- _Written exercise_:
Write out every entry below word for word, with no changes.
%%
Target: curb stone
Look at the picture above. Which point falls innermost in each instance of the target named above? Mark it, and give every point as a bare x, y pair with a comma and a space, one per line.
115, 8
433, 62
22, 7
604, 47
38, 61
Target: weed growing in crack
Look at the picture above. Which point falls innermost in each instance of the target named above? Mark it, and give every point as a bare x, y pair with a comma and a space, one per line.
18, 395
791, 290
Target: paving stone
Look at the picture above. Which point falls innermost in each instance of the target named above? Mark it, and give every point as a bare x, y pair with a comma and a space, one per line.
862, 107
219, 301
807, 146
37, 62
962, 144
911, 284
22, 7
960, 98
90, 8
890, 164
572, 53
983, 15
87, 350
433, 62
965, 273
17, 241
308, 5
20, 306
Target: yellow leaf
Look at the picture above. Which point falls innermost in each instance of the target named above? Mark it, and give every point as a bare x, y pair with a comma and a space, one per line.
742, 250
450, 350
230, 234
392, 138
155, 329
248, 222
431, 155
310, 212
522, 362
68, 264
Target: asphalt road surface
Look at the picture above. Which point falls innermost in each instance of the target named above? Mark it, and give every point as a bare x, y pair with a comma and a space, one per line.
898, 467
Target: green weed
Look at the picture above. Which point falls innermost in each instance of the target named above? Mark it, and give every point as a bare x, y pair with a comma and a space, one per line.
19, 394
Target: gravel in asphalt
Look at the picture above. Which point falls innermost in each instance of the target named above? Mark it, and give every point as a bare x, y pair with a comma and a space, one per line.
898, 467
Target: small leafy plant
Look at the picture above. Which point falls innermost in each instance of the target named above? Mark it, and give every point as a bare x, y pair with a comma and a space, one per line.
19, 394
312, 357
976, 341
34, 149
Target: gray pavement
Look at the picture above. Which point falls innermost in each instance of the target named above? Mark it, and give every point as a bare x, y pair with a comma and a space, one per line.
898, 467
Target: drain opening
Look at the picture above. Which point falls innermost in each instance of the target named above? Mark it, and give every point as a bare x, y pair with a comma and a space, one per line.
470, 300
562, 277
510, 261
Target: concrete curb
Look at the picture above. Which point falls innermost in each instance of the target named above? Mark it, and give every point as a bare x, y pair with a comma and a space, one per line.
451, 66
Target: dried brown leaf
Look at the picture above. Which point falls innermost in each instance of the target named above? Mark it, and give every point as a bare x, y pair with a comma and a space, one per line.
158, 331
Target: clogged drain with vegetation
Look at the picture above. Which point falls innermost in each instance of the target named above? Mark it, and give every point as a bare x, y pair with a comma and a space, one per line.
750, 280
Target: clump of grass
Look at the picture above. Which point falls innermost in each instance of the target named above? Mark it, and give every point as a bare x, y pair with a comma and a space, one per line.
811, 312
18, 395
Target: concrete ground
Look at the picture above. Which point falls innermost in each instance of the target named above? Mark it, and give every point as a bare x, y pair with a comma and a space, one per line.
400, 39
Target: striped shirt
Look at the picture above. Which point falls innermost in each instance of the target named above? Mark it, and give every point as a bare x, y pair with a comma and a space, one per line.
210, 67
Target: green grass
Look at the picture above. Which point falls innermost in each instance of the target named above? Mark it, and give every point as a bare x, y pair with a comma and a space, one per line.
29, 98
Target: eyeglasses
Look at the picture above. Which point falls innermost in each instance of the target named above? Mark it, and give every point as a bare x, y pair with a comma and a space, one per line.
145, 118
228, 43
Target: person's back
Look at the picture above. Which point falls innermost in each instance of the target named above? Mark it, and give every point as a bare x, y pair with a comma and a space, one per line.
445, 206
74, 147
%%
- _Solution to the problem_:
Target: curb stone
Look at the picture above. Which point falls innermost in each instance of the target named above? Mark it, and give every point as a bare x, y pair with a comma and a space, one per line.
115, 8
433, 62
22, 7
604, 47
38, 61
Target: weed growing in crack
Look at the picture above. Which point falls innermost in each instance of the target named above? Mark it, and give every point as a bare x, y pair with a comma and a space, one per line.
18, 395
791, 290
Target: paving stone
Look at the picture above. Which point falls innermost in each instance of the target named above? Mark it, and give every point as a bare x, y pair with a comma and a space, one per line.
862, 107
219, 301
807, 146
37, 62
962, 144
911, 284
22, 7
960, 98
90, 8
890, 164
572, 53
983, 15
87, 350
433, 62
965, 273
17, 241
308, 5
20, 306
Target: yellow leaf
Look at the picture above. Which point falls innermost in each instance of the target named above? Mark it, and give every point as a bare x, y pair with a comma and a space, one per line.
742, 250
450, 350
230, 234
392, 138
155, 329
248, 222
431, 155
310, 212
522, 362
68, 264
Target: asphalt road surface
Look at the picture above. Which point falls innermost in each instance of the target named above? Mark it, and give every point as a bare x, y pair with a comma and a space, one per line.
898, 467
Target: green weed
Look at the picture above. Which point falls innermost in each instance of the target named above? Mark it, and give every point as a bare x, y pair with a comma and a space, one per line.
19, 394
Target: gravel in asphalt
Look at the picture above. Which point falls innermost in each instance of the target named above? Mark it, and give every point as a bare x, y pair with a comma and a space, one per line.
898, 467
Target: small leafy plant
Look at the picture above. Which point falls innermost in each instance of the target named above? Mark it, and give every point as a bare x, y pair with a comma and a space, one per line.
19, 394
312, 357
976, 341
34, 149
Target: gray pavement
Look at the picture above. Which point falls innermost in each instance of the target named above? Mark it, and give every point as a bare x, y pair with a comma and a space, one per line.
898, 467
Target: drain opening
Look at the picture above. Which point falls innermost in each instance of the target named above? Mark it, and give every point as a bare x, y pair with a comma and a space, one per line.
470, 300
562, 277
510, 261
Target: concrete curb
Look at the picture above. Which point falls innermost in each instance of the target named above? Mark it, and give every point as a bare x, y pair with a comma and a space, one per line.
451, 66
Target: dried brown leaf
Look at the picture above. Which point falls innermost in each instance of the target named above? Mark it, and give every point as a bare x, y pair with a comma and a space, one per line.
158, 331
Target: clogged drain with vegetation
Look at the picture above. Which point falls innermost in each instance of the target named above? Mark it, and give every point as a bare x, y pair with a comma and a space, one per line.
750, 280
Target: clump of grass
Look at the picture above. Which point falls innermost in each instance of the target named above? Mark it, and give every point as a bare x, y pair with a comma and a space, one per line.
811, 312
18, 395
Target: concrete ground
Look at the picture above. Which point falls innermost in each instance of the target named above? Mark it, and give every point as a bare x, y pair with a comma and a space, one per line.
400, 39
Target: striped shirt
Look at the picture above. Which point falls innermost in each instance of the target named above? Mark it, and give every point as a bare x, y pair with a comma and a space, one per line.
210, 67
Target: green grass
Look at the picture above. Which point falls innermost in each instance of the target named above? Mark it, and give every point as a bare x, y pair with a comma and a space, one per line.
29, 98
Target: eyeglasses
Look at the picture above. Which point falls innermost in each instance of the target named above? Mark it, and give every point as a bare x, y pair with a comma and a space, one per line.
145, 118
228, 43
Target: person's back
Look at the picture above. Which point falls innermost in each instance of the target named above? Mark it, and give every point as a bare x, y pair with a comma and a space, one per line.
445, 206
74, 147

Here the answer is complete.